* start MATERIAL FOR THIS TASK *

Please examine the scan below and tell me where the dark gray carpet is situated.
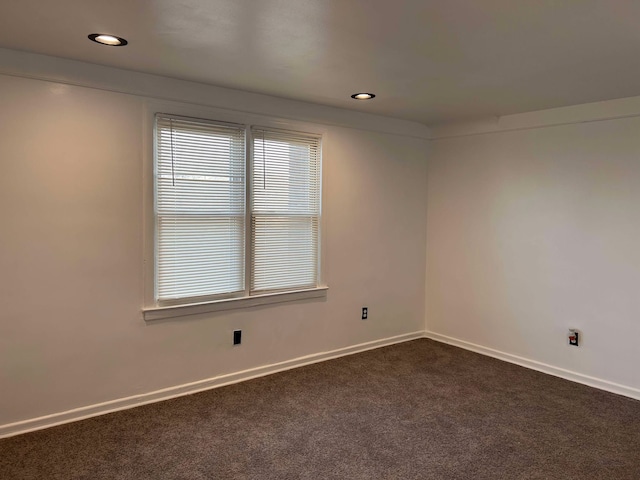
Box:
[0,340,640,480]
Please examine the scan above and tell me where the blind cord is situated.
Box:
[262,130,267,190]
[169,118,176,187]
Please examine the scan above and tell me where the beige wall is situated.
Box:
[0,68,427,426]
[426,113,640,396]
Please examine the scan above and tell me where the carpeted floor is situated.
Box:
[0,340,640,480]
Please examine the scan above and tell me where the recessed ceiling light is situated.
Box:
[351,93,375,100]
[89,33,129,47]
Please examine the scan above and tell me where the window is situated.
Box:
[154,114,321,305]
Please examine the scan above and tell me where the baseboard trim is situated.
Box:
[0,331,424,438]
[424,331,640,400]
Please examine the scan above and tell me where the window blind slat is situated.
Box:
[155,114,245,301]
[250,128,321,292]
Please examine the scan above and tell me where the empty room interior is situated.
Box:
[0,0,640,480]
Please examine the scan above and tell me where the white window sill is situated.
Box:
[142,286,329,322]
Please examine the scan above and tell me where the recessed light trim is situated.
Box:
[89,33,129,47]
[351,92,375,100]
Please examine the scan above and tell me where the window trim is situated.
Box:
[142,100,328,321]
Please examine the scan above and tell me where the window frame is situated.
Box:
[142,101,328,321]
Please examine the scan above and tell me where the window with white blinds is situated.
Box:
[155,115,246,302]
[155,114,321,305]
[251,128,321,292]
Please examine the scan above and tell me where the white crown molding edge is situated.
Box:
[430,96,640,140]
[0,331,424,438]
[0,48,430,140]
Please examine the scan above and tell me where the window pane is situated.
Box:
[155,115,245,300]
[251,128,321,292]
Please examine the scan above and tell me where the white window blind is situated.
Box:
[250,127,321,292]
[155,114,245,301]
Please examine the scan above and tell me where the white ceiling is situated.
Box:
[0,0,640,125]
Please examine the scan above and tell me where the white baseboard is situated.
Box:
[0,331,424,438]
[424,331,640,400]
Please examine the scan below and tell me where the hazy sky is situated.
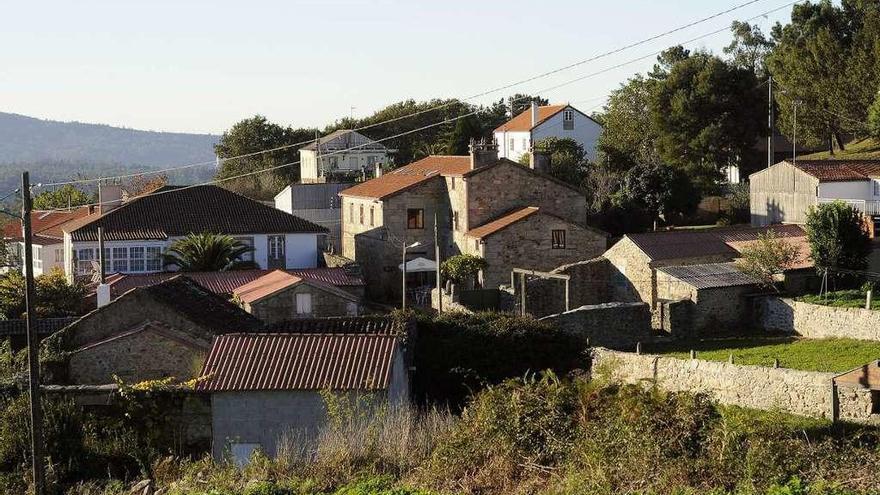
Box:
[0,0,790,133]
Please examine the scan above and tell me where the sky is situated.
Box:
[0,0,791,134]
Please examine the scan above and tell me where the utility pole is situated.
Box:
[21,172,46,495]
[767,75,774,168]
[434,211,443,313]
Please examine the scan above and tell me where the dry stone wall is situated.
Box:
[592,349,832,418]
[755,297,880,340]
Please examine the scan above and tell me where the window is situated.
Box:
[562,110,574,131]
[146,246,162,272]
[128,246,145,272]
[76,248,95,274]
[296,292,312,315]
[113,247,128,273]
[235,237,254,261]
[552,230,565,249]
[406,208,425,229]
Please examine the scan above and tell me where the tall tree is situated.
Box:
[650,48,766,191]
[214,115,315,199]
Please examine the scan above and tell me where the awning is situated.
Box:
[397,258,437,273]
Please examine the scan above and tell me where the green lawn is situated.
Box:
[645,337,880,372]
[798,290,880,311]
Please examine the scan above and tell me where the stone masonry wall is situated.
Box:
[755,297,880,340]
[592,349,843,418]
[541,303,652,349]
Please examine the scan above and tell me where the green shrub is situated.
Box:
[413,312,587,409]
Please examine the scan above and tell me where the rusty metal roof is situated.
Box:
[657,263,759,289]
[196,333,397,392]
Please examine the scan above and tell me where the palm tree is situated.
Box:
[162,232,255,272]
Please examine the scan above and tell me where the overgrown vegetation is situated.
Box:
[645,337,880,372]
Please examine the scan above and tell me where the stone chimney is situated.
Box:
[529,148,550,174]
[98,183,122,215]
[468,139,498,170]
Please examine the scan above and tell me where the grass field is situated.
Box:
[645,337,880,372]
[798,290,880,311]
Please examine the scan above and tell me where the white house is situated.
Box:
[749,160,880,225]
[62,186,327,278]
[495,102,602,161]
[299,130,394,183]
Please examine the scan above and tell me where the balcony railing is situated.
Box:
[819,198,880,216]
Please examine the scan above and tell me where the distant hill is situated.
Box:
[0,112,219,193]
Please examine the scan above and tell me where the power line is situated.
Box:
[43,0,772,186]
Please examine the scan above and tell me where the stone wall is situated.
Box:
[755,297,880,340]
[517,256,611,318]
[592,348,876,422]
[541,303,652,349]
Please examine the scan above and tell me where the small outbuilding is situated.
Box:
[196,333,409,464]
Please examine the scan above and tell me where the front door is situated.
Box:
[268,235,287,270]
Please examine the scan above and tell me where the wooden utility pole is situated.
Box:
[21,172,46,495]
[434,211,443,313]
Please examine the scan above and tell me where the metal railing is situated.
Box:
[819,198,880,216]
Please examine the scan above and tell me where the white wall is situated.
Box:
[517,111,602,161]
[819,180,880,201]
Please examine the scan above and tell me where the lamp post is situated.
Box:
[400,241,422,310]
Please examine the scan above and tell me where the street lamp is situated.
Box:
[400,241,422,310]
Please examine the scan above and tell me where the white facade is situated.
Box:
[63,233,319,278]
[495,105,602,161]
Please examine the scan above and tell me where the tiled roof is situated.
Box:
[136,275,262,333]
[300,129,387,152]
[495,105,568,132]
[467,206,538,239]
[786,160,880,182]
[339,155,471,199]
[657,262,759,289]
[3,206,89,245]
[626,225,806,261]
[196,334,397,392]
[265,316,409,335]
[65,185,327,241]
[99,268,364,297]
[233,270,302,303]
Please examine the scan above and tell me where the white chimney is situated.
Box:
[95,284,110,308]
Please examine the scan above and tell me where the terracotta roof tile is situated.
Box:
[65,185,327,241]
[786,160,880,182]
[196,334,397,392]
[339,155,471,199]
[495,105,568,132]
[467,206,538,239]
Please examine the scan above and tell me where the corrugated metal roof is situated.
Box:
[657,263,759,289]
[196,334,397,392]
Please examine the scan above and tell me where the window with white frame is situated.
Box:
[111,247,128,273]
[146,246,162,272]
[128,246,146,272]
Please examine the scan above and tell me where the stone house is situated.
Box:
[43,275,262,385]
[233,270,361,323]
[340,144,607,300]
[603,225,811,309]
[655,262,764,337]
[196,333,409,465]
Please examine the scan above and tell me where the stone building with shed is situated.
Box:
[340,144,607,299]
[233,270,362,323]
[43,275,262,385]
[196,333,409,464]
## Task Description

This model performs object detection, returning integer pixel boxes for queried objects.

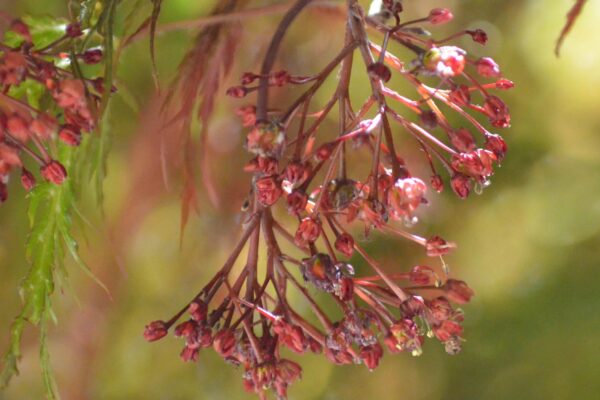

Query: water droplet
[402,215,419,228]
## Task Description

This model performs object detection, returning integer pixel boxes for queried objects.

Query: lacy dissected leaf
[165,0,247,238]
[0,145,106,399]
[554,0,587,56]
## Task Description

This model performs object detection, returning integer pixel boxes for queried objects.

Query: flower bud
[475,57,500,78]
[21,168,35,192]
[254,176,283,206]
[81,49,102,65]
[40,160,67,185]
[294,217,321,246]
[444,279,474,304]
[367,62,392,83]
[467,29,487,45]
[213,328,236,358]
[225,86,248,99]
[429,8,454,25]
[335,233,354,257]
[450,173,471,199]
[144,321,168,342]
[58,124,81,146]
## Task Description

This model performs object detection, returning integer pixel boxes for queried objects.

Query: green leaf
[4,15,68,48]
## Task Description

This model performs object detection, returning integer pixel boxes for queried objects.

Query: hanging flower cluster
[0,20,103,203]
[144,0,513,398]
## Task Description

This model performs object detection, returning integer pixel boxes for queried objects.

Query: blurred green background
[0,0,600,400]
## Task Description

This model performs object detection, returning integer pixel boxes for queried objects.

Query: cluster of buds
[0,20,103,203]
[145,1,506,398]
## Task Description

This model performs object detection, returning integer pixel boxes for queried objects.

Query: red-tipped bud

* end MATERIAL FOR THIS TASK *

> **STATED GOAL**: Substitute "located" for "situated" wherever it occurs in the items above, and reproduce all of the items with nothing else changed. Leave the pictures out.

> **EXERCISE OUTPUT**:
Please examine the scan below and tell me where the dark gray carpet is located.
Box:
[0,340,640,480]
Please examine the scan above and tell me where the blind cord is located.
Box:
[262,130,267,190]
[169,118,176,187]
Please examine the scan above and tell me where the beige wall is located.
Box:
[0,68,427,426]
[426,113,640,396]
Please examine the scan above and tell me where the carpeted floor is located.
Box:
[0,340,640,480]
Please examine the scan above and tell me where the recessed ceiling light is located.
Box:
[351,93,375,100]
[89,33,129,47]
Please examine the scan above and tell me where the window is located.
Box:
[154,114,321,305]
Please examine the scan above and tell me where the baseboard trim is located.
Box:
[0,331,424,438]
[424,331,640,400]
Please examine the scan above and tell me where the window blind slat is located.
Box:
[155,114,245,301]
[250,128,321,292]
Please examine the scan above and tell me where the empty room interior is located.
Box:
[0,0,640,480]
Please examine the scan above and tell me where the white window sill is located.
Box:
[142,286,329,322]
Please examine the scan above and tell me where the recessed light trim is located.
Box:
[89,33,129,47]
[351,92,375,100]
Please examine the scan above and tell me where the window trim is located.
Box:
[142,100,328,321]
Please examine the scan above and tell me where the window frame is located.
Box:
[142,101,328,321]
Please examine the scan above and tell me where the window with white blinds is located.
Box:
[155,115,246,302]
[155,114,321,305]
[251,128,321,292]
Please examine the scan above and tell me where the white crown molding edge is located.
Box:
[430,96,640,140]
[0,331,424,438]
[0,48,430,140]
Please examine the scan above and tell me where the window pane is located.
Box:
[155,115,245,300]
[251,128,321,292]
Please examine the scan above and tell me where the white window blind is located.
Box:
[250,127,321,292]
[155,114,245,301]
Please examine the scan above and tell me where the white ceiling is located.
Box:
[0,0,640,125]
Please examine the scan above and tell me where the white baseboard is located.
Box:
[0,331,424,438]
[424,331,640,400]
Please examine the scan below and tell me where the hazy sky is located.
Box:
[0,0,790,133]
Please examine the scan above and tell me where the sky is located.
Box:
[0,0,791,134]
Please examine the scan above and tell me where the utility pole is located.
Box:
[21,172,46,495]
[767,75,774,168]
[434,211,443,313]
Please examine the scan above and tell me where the dry stone wall is located.
Box:
[592,349,832,418]
[755,297,880,340]
Please examine the scan above and tell me where the window is located.
Box:
[562,110,574,131]
[146,246,162,272]
[128,246,145,272]
[76,248,95,274]
[296,292,312,315]
[113,247,128,273]
[235,237,254,261]
[552,230,565,249]
[406,208,425,229]
Please examine the scan above and tell me where the tall tree is located.
Box:
[650,48,766,191]
[214,115,315,199]
Please examine the scan above and tell me where the awning is located.
Box:
[397,258,437,273]
Please examine the scan above and tell me where the green lawn is located.
Box:
[645,337,880,372]
[798,290,880,311]
Please examine the scan above and tell me where the stone masonry wall is located.
Box:
[755,297,880,340]
[592,349,843,418]
[541,303,652,349]
Please examine the scan above and tell me where the green shrub is located.
Box:
[413,312,587,409]
Please examine the scan above and tell me where the rusty metal roof is located.
Box:
[657,263,759,289]
[196,333,397,392]
Please examine the scan above and tell me where the palm tree is located.
Box:
[162,232,255,272]
Please examine the scan above and tell me where the overgrown vegetation is located.
Box:
[645,337,880,372]
Please examine the scan above and tell me where the stone chimney is located.
Box:
[529,148,550,174]
[98,183,122,215]
[468,139,498,170]
Please examine the scan above and tell me where the grass field is located.
Box:
[645,337,880,372]
[798,290,880,311]
Please examine the scan above and tell me where the white house is located.
Box:
[749,160,880,225]
[62,186,327,278]
[495,102,602,161]
[299,130,394,183]
Please examine the scan above and tell me where the balcony railing is located.
Box:
[819,198,880,216]
Please examine the scan above and tell me where the distant hill is located.
Box:
[0,112,219,193]
Please examine the scan above and tell me where the power line is located.
Box:
[43,0,772,186]
Please examine the scan above and tell me where the stone wall is located.
Box:
[755,297,880,340]
[517,256,611,318]
[592,348,876,422]
[541,303,652,349]
Please examine the scan above and tell me where the small outbuilding is located.
Box:
[196,333,409,464]
Please examine the scan above and tell me where the front door is located.
Box:
[268,235,287,270]
Please examine the scan above and tell me where the wooden utility pole is located.
Box:
[21,172,46,495]
[434,211,443,313]
Please examine the scan above and tell me where the metal railing is located.
Box:
[819,198,880,216]
Please examine the scan above and tell me where the white wall is located.
Box:
[517,111,602,161]
[819,180,880,201]
Please examine the scan above and tell me where the lamp post is located.
Box:
[400,241,422,310]
Please examine the scan above and tell me where the street lamp is located.
Box:
[400,241,422,310]
Please examine the scan above and tell me where the white facade is located.
Box:
[63,233,319,278]
[495,105,602,161]
Please examine the scan above and tell me where the tiled roof is located.
Box:
[136,275,262,333]
[300,129,387,152]
[495,105,568,132]
[467,206,538,239]
[786,160,880,182]
[339,155,471,199]
[657,262,759,289]
[3,206,89,245]
[626,225,806,261]
[196,334,397,392]
[265,316,409,335]
[65,185,327,241]
[99,268,364,297]
[233,270,302,303]
Please examine the scan above and tell me where the white chimney is located.
Box:
[95,284,110,308]
Please examine the scan above and tell me where the terracotta roof tile is located.
Box:
[65,185,327,241]
[786,160,880,182]
[196,334,397,392]
[339,155,471,199]
[495,105,568,132]
[467,206,538,239]
Please examine the scan above and tell me where the corrugated metal roof is located.
Box:
[657,263,759,289]
[196,334,397,392]
Please examine the scan above and tell me where the window with white frame is located.
Box:
[111,247,128,273]
[146,246,162,272]
[128,246,146,272]
Please examine the scan above and tell me where the stone house is located.
Box:
[43,275,262,385]
[233,270,361,323]
[340,144,607,300]
[603,225,811,309]
[655,262,764,337]
[196,333,409,465]
Please examine the scan above and tell me where the stone building with shed is located.
Box:
[340,144,607,299]
[233,270,362,323]
[43,275,262,385]
[196,333,409,464]
## Task Description

This model performs object detection, returning integer pixel boxes for queried objects.


Query: water droplet
[402,215,419,228]
## Task Description

This model performs object detection, returning integer pixel boxes for queried objects.

Query: lacy dissected leaf
[165,0,247,238]
[0,145,106,399]
[554,0,587,56]
## Task Description

This model performs object detection, returning integer pixel boxes for queried objects.

Query: flower bud
[475,57,500,78]
[21,168,35,192]
[254,176,283,206]
[81,49,102,65]
[40,160,67,185]
[294,217,321,246]
[444,279,474,304]
[367,62,392,83]
[467,29,487,45]
[213,328,236,358]
[225,86,248,99]
[429,8,454,25]
[335,233,354,257]
[450,173,471,199]
[144,321,168,342]
[58,124,81,146]
## Task Description

This model performs object detection, returning integer pixel boxes for queried objects.

Query: green leaf
[4,15,68,48]
## Task Description

This model performs object detection, returning integer pixel boxes for queried objects.

Query: hanging flower cluster
[0,20,103,203]
[144,0,513,398]
## Task Description

This model performs object detection, returning integer pixel boxes for queried objects.

Query: blurred green background
[0,0,600,400]
## Task Description

This model performs object detection, returning integer pixel boxes for queried objects.

Query: cluster of buds
[0,20,103,203]
[145,1,506,398]
## Task Description

This model performs object detection, returning integer pixel boxes for queried objects.

Query: red-tipped bud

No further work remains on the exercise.